Copy the material below word for word, from the line containing "Find the dark" through the end of the material, including both ends.

::::::::::

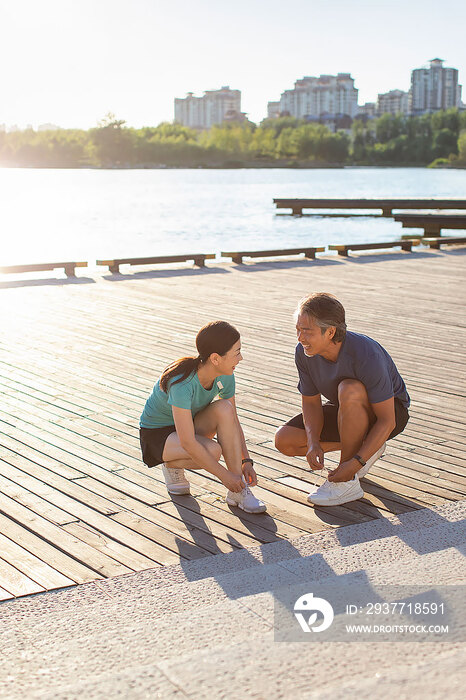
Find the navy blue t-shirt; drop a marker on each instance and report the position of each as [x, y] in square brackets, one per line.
[360, 358]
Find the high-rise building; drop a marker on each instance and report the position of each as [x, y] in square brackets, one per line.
[328, 94]
[434, 88]
[273, 110]
[393, 102]
[214, 107]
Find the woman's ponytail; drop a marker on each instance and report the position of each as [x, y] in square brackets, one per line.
[218, 337]
[181, 369]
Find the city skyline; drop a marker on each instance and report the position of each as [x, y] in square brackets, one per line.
[70, 63]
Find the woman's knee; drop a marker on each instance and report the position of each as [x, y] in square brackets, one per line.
[284, 441]
[214, 449]
[352, 390]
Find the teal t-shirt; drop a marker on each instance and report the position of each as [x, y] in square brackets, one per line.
[188, 394]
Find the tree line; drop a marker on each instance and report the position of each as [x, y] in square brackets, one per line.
[438, 138]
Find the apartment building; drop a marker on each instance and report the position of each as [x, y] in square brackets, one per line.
[327, 94]
[214, 107]
[393, 102]
[434, 88]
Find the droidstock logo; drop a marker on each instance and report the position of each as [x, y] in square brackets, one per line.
[308, 604]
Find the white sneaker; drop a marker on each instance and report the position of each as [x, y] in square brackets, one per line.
[176, 482]
[246, 500]
[371, 461]
[336, 493]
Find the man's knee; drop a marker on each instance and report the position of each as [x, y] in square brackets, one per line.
[352, 390]
[285, 441]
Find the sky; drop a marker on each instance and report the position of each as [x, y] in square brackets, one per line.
[70, 62]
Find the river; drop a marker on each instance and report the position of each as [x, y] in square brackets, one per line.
[47, 215]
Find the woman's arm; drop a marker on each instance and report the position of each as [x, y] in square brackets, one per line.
[185, 430]
[248, 469]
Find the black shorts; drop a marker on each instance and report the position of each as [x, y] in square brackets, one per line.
[152, 443]
[330, 431]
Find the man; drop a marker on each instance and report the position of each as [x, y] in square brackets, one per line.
[367, 399]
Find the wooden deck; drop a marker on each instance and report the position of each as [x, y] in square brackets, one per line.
[79, 357]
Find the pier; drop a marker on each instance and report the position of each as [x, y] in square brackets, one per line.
[79, 357]
[386, 205]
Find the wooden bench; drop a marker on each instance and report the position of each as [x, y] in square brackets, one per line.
[237, 256]
[386, 205]
[442, 240]
[198, 258]
[344, 248]
[432, 223]
[69, 267]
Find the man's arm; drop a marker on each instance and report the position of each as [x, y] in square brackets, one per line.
[313, 417]
[385, 422]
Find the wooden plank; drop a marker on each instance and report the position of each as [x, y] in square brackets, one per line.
[404, 244]
[73, 390]
[238, 256]
[32, 566]
[59, 538]
[15, 582]
[69, 267]
[125, 555]
[198, 259]
[297, 204]
[49, 554]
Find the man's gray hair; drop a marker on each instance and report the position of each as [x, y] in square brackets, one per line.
[326, 311]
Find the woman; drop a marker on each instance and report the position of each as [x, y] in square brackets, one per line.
[181, 418]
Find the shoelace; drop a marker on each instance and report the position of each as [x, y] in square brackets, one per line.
[177, 475]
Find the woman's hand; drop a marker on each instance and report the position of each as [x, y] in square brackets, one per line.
[233, 482]
[315, 456]
[249, 474]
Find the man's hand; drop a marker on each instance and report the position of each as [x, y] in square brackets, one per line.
[249, 474]
[315, 456]
[345, 471]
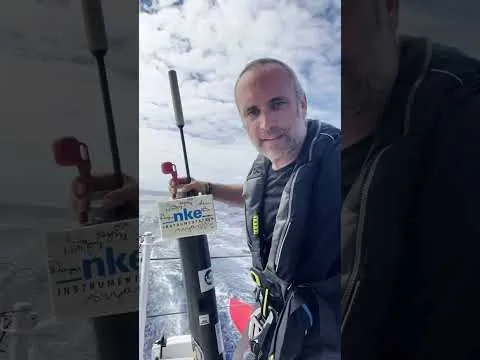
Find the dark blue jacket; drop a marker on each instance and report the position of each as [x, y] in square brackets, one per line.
[305, 248]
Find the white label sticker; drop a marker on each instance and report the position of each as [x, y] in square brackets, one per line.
[190, 216]
[204, 319]
[93, 270]
[218, 331]
[205, 278]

::::::::::

*ANSWER TO THIS PROBLEM:*
Find the dark blue jacket; drop a marker on each instance and report the position of each as [x, y] in square brackets, one per line.
[305, 248]
Find the white label sticker; drop a marker on each instance and report the position of each as [x, y] in square brackets, one per line.
[190, 216]
[204, 319]
[93, 270]
[218, 331]
[205, 278]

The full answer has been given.